-- Start of Records supplied --

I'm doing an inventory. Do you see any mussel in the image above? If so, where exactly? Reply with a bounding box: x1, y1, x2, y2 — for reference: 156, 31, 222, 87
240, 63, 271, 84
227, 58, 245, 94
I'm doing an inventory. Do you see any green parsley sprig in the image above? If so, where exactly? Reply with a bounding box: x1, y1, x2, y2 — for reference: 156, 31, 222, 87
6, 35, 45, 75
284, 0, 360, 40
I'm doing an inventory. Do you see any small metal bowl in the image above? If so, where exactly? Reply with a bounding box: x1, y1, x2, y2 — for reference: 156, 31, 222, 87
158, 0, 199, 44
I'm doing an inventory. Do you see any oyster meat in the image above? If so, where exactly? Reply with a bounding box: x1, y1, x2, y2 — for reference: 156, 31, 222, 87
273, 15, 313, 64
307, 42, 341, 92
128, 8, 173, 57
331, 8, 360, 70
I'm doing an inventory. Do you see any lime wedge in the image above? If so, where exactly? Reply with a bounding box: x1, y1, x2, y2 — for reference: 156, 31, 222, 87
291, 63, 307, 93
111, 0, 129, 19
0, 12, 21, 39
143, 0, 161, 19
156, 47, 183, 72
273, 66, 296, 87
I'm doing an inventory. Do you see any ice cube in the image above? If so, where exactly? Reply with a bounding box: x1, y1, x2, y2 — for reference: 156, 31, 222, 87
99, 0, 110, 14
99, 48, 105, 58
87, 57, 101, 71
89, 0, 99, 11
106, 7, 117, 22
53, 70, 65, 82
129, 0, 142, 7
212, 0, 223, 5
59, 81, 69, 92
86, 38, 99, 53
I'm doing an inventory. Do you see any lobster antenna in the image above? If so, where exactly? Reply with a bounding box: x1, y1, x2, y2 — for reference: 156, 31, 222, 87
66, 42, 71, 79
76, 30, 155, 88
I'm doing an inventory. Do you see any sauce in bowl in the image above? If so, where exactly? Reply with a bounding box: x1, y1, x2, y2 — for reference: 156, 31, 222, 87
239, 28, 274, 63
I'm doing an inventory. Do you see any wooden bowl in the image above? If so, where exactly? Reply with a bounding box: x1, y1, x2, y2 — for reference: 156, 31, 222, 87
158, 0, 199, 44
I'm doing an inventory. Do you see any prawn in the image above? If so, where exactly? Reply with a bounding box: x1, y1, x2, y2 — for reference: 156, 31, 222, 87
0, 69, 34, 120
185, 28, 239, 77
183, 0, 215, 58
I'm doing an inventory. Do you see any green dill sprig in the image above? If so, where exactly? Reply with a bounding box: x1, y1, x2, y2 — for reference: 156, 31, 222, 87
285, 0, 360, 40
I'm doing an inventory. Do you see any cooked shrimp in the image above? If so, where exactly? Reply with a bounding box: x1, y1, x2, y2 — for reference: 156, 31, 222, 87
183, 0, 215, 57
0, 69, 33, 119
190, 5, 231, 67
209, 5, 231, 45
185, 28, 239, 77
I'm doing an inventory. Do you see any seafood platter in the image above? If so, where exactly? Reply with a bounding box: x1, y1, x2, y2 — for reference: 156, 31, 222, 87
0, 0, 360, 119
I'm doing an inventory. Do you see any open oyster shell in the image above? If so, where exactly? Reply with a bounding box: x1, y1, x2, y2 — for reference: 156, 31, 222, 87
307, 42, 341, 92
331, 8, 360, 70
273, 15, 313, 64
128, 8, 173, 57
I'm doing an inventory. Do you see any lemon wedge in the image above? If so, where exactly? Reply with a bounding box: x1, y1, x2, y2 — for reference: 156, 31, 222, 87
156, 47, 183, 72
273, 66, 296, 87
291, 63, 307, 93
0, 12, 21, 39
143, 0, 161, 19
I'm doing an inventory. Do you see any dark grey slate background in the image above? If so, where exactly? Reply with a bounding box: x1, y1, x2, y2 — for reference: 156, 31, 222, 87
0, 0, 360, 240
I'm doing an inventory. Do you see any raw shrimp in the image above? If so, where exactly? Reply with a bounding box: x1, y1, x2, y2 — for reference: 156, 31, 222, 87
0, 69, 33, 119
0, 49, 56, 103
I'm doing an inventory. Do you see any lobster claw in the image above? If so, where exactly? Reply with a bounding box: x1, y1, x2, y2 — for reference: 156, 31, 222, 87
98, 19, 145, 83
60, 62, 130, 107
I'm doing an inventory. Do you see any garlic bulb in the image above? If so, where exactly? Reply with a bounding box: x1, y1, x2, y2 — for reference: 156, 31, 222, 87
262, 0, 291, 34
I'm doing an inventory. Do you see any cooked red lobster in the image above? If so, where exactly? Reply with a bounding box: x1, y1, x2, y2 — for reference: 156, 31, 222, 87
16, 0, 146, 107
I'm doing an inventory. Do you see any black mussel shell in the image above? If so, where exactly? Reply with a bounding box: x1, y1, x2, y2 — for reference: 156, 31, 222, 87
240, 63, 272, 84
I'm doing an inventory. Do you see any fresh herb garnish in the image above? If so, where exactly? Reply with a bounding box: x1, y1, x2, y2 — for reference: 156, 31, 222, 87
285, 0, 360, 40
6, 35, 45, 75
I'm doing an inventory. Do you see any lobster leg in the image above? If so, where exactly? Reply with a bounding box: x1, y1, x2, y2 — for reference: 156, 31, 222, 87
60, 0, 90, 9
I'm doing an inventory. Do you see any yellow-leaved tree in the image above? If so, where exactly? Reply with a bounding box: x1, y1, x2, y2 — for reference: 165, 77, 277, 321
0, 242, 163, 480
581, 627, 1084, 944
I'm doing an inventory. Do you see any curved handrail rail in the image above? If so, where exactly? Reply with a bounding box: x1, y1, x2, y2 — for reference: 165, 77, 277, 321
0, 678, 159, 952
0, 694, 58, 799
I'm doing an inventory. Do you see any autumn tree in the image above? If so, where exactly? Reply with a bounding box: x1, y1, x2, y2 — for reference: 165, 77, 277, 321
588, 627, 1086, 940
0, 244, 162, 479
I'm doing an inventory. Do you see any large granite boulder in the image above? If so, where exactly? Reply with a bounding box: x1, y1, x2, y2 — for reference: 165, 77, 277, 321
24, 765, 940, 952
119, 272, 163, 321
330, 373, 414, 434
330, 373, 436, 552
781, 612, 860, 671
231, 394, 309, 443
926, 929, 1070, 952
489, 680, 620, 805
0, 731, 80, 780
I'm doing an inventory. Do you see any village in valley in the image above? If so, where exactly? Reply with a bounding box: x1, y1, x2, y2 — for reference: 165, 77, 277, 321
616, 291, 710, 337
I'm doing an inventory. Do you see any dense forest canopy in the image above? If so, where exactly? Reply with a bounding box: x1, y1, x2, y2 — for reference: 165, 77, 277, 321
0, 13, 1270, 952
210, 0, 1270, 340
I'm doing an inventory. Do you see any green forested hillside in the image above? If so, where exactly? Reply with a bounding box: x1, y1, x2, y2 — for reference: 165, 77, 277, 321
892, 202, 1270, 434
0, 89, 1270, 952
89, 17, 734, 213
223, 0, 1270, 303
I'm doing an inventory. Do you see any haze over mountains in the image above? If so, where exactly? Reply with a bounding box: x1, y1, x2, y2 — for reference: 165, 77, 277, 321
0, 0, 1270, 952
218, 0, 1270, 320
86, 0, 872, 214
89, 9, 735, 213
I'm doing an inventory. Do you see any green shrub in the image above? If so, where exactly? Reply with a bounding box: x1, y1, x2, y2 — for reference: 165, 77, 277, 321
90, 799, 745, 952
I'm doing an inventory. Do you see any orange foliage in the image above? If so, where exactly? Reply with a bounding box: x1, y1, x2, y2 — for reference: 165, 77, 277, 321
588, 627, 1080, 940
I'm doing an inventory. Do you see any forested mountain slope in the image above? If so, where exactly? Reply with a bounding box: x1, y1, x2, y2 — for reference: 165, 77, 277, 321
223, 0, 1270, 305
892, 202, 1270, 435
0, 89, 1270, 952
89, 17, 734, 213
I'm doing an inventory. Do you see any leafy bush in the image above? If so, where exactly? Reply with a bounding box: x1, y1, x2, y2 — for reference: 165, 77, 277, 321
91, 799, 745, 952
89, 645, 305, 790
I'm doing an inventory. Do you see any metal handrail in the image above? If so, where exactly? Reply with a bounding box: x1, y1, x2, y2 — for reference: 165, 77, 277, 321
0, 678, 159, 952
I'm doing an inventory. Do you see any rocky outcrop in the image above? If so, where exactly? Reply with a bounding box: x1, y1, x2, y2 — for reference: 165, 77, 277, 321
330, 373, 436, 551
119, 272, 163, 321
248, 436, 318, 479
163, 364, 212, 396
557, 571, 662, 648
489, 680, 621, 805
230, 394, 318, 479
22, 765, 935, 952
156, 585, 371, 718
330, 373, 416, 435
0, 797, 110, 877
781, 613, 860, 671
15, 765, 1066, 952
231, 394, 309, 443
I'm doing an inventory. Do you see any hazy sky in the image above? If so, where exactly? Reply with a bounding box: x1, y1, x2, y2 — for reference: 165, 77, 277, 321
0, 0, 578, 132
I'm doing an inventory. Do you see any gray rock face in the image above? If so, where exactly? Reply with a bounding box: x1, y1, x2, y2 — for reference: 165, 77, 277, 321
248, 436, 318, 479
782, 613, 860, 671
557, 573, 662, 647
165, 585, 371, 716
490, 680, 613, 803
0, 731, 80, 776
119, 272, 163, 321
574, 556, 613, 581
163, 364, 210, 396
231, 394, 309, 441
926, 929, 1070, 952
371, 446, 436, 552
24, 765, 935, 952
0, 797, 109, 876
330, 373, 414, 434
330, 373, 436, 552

-- End of Records supplied --
-- Start of Records supplied --

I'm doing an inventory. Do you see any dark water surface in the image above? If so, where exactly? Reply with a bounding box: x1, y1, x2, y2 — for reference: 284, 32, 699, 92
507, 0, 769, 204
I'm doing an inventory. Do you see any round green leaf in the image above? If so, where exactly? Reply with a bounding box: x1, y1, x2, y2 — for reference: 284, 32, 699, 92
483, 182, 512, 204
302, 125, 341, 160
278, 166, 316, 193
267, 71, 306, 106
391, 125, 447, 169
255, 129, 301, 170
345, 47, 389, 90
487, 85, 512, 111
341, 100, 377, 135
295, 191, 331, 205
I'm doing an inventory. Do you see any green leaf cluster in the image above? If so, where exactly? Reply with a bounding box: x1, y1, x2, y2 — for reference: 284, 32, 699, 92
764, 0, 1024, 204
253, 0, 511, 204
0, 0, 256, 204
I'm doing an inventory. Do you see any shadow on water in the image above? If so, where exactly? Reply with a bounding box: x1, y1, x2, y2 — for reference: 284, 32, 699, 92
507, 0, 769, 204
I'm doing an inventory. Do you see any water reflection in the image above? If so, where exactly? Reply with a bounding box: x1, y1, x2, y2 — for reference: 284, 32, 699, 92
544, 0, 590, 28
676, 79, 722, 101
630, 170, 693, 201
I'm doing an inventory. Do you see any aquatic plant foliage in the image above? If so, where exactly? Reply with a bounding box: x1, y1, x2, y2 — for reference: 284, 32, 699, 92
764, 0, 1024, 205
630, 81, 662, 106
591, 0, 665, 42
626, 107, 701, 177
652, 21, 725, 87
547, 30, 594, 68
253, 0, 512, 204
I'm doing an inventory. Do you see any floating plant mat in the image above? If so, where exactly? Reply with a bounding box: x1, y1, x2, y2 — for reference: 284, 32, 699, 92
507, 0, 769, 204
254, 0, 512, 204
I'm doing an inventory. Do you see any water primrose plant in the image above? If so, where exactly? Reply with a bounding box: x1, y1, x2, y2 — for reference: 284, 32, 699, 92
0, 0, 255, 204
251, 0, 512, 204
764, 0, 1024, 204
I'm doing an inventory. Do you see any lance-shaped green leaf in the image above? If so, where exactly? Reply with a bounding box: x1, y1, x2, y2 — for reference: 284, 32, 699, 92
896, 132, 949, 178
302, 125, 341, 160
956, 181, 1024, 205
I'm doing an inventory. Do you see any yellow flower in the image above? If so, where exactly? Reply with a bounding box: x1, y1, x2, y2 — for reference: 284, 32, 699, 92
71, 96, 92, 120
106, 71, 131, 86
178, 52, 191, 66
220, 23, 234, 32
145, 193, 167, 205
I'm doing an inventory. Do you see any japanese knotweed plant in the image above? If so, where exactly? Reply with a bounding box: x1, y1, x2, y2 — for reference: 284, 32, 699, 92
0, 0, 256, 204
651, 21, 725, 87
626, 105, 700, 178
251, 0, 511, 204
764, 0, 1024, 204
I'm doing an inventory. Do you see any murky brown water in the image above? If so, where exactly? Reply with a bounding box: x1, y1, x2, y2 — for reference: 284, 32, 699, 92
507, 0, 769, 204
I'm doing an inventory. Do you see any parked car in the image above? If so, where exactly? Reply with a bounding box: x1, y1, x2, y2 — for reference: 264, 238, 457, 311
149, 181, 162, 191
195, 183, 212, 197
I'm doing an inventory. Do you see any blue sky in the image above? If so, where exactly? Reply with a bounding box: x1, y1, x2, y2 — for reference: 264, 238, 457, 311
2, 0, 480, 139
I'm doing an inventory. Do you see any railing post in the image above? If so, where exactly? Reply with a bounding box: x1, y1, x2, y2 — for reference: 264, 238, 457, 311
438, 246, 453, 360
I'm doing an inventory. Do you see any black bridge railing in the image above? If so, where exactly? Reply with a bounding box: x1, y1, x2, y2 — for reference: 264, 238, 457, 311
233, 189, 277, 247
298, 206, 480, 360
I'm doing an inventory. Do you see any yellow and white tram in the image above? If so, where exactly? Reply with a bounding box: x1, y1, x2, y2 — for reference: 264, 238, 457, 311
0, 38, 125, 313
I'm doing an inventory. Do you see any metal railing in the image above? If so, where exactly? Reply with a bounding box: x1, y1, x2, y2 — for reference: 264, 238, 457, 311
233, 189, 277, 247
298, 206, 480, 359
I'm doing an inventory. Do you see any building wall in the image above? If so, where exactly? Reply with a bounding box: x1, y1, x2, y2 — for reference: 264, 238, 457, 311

-- End of Records supplied --
-- Start of Records supplied --

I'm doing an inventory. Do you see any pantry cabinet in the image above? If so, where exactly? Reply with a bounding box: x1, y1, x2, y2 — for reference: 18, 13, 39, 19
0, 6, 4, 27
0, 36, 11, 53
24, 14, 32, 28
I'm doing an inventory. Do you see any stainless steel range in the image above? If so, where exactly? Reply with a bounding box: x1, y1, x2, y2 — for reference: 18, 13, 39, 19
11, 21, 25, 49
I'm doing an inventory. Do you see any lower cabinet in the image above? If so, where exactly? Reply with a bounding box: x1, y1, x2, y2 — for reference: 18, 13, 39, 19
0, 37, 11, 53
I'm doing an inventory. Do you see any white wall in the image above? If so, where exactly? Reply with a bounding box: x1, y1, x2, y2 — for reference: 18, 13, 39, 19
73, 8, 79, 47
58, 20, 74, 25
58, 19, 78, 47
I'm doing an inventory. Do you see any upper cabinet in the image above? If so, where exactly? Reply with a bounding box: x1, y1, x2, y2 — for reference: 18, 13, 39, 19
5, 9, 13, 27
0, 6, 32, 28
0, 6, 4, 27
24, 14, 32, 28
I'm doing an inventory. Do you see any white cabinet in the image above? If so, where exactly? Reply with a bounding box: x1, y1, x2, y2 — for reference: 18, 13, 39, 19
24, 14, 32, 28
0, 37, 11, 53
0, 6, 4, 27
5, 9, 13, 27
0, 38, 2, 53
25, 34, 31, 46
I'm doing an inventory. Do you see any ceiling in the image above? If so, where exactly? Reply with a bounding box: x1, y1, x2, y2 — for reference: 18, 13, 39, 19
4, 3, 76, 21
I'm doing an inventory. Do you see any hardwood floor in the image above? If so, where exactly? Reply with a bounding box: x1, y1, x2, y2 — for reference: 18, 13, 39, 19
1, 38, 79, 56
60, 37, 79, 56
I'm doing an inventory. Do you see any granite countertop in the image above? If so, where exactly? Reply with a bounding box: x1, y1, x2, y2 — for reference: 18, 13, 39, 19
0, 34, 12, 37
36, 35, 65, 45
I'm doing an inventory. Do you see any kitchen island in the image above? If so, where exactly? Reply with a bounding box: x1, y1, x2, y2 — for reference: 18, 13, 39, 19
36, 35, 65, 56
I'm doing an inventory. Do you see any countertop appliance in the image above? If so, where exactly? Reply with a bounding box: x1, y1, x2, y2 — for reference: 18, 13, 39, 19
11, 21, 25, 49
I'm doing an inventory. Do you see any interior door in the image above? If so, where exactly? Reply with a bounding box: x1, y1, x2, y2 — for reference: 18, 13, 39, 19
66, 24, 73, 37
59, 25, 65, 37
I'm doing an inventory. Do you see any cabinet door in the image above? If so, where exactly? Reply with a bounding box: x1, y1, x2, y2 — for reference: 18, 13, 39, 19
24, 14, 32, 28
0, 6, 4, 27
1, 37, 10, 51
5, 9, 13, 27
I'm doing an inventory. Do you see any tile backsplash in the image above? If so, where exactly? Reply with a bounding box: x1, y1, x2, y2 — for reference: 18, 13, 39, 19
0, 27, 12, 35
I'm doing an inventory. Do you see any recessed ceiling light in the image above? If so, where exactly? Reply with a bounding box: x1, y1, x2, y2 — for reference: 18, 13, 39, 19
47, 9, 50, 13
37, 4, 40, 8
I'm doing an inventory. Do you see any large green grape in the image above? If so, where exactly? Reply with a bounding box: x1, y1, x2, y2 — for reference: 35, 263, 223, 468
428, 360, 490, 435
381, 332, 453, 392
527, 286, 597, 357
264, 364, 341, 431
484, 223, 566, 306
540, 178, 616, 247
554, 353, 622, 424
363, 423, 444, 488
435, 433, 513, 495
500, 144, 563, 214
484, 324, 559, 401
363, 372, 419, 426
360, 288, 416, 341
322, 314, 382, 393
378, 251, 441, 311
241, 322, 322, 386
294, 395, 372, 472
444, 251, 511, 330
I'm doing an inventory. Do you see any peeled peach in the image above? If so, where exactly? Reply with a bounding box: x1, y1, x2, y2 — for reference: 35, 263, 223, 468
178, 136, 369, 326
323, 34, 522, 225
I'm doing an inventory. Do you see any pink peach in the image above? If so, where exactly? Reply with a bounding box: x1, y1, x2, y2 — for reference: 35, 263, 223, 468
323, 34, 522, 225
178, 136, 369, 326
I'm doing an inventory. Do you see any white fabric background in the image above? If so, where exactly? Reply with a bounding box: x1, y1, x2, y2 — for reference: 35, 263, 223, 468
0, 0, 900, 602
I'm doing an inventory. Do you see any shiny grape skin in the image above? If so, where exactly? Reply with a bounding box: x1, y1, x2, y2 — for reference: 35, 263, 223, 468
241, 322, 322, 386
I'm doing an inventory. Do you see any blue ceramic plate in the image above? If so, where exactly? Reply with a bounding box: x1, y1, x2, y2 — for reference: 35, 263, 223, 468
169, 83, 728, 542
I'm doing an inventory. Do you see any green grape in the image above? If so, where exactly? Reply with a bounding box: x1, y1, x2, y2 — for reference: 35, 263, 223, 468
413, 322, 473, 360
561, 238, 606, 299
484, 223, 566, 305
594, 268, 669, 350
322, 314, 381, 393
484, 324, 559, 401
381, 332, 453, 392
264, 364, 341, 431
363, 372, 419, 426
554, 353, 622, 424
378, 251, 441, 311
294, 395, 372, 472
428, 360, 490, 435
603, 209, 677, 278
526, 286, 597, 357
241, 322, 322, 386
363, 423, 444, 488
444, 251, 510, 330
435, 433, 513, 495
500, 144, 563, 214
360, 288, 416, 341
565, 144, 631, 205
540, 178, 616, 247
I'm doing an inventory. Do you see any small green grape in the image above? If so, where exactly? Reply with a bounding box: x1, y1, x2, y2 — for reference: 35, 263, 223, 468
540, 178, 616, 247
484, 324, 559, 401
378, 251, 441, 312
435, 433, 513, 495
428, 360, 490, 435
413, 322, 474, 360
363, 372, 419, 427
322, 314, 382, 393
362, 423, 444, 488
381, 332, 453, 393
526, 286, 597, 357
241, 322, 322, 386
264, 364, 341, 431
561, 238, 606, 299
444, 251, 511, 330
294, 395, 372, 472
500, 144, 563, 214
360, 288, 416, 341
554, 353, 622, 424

-- End of Records supplied --

Required work
Starting at the line that contains "I'm doing an inventory. Do you see any small green" and ending at the line that contains "381, 332, 453, 393", write out those lines of the entries again. Shift every bounding-box coordinate in the answers up by 113, and keep the requests as they are.

Task result
I'm doing an inventory. Do you see any small green grape in the image above? If so, where exactly? Reply with a bounding box: x1, y1, x2, y2 — for reference: 35, 263, 223, 468
653, 291, 729, 360
597, 437, 672, 514
491, 364, 554, 425
548, 546, 626, 608
541, 473, 603, 548
526, 435, 587, 473
476, 485, 532, 540
435, 427, 495, 506
475, 536, 557, 601
494, 445, 566, 506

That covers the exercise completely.